▶ **Required work**: Retype, character for character, the line containing "Could you please annotate the flower" along with each line after it through the end of the data, and only those.

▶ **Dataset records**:
◆ ◆ ◆ ◆

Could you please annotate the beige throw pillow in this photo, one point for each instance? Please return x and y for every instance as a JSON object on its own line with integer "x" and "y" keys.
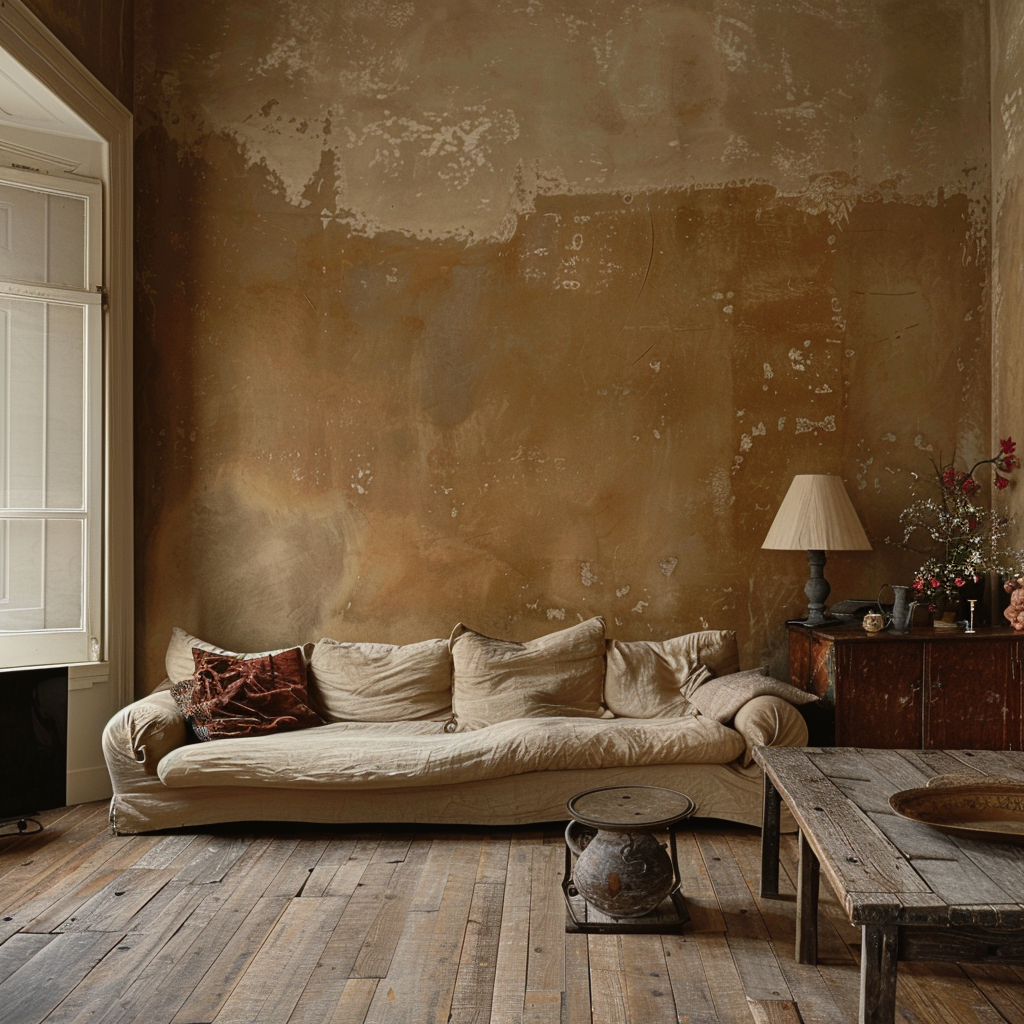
{"x": 555, "y": 675}
{"x": 654, "y": 679}
{"x": 721, "y": 698}
{"x": 380, "y": 682}
{"x": 769, "y": 721}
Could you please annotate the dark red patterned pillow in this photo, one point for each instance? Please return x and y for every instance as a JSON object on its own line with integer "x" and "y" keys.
{"x": 231, "y": 696}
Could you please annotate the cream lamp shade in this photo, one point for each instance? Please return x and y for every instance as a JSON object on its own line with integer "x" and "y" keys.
{"x": 816, "y": 516}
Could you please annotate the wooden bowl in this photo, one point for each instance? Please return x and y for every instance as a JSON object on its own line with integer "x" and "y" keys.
{"x": 993, "y": 812}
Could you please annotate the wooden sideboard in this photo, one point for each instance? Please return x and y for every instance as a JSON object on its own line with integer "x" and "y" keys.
{"x": 924, "y": 689}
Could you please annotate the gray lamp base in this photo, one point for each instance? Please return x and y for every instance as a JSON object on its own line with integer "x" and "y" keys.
{"x": 816, "y": 589}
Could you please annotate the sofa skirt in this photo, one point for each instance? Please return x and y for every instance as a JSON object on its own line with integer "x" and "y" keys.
{"x": 719, "y": 791}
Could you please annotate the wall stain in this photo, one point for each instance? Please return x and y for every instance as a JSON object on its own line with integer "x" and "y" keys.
{"x": 473, "y": 313}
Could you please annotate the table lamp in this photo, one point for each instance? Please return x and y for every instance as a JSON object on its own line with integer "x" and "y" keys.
{"x": 816, "y": 516}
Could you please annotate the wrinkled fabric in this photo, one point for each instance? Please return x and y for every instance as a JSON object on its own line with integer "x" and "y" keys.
{"x": 379, "y": 682}
{"x": 560, "y": 674}
{"x": 340, "y": 756}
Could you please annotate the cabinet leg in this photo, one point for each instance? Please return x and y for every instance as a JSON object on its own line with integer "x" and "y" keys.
{"x": 878, "y": 974}
{"x": 807, "y": 904}
{"x": 770, "y": 824}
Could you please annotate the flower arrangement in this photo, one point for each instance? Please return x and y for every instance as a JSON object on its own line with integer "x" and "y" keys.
{"x": 969, "y": 537}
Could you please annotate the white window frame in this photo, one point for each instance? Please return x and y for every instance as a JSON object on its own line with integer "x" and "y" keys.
{"x": 95, "y": 691}
{"x": 83, "y": 644}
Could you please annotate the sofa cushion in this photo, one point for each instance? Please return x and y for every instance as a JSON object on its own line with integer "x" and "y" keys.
{"x": 359, "y": 755}
{"x": 379, "y": 682}
{"x": 653, "y": 679}
{"x": 560, "y": 674}
{"x": 720, "y": 698}
{"x": 769, "y": 721}
{"x": 229, "y": 697}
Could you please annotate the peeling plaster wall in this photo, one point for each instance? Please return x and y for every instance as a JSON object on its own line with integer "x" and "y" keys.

◆ ◆ ◆ ◆

▶ **Answer box**:
Could you please annotate the flower arrangement in this photo, one point for each instance? Please return x and y for every instance as a JSON object on its own line with integer "x" and "y" keys.
{"x": 969, "y": 537}
Could you please annotate the white window frame in this photo, one point for each instance? Please return x and y for every instance as a JSON object on its own line with integer "x" and "y" keys.
{"x": 95, "y": 691}
{"x": 83, "y": 644}
Could you please annotate the sofa cushion in this photo, one point for each instance? Please return x and y for every instance as a JSON object on its own line with integer "x" and "y" keys.
{"x": 359, "y": 755}
{"x": 379, "y": 682}
{"x": 653, "y": 679}
{"x": 560, "y": 674}
{"x": 720, "y": 698}
{"x": 769, "y": 721}
{"x": 229, "y": 697}
Could you please annotate the peeling plaster wall in this photo, one point for each instance? Please return x and y for every instance as a JSON object on its own line with integer "x" and "y" keys.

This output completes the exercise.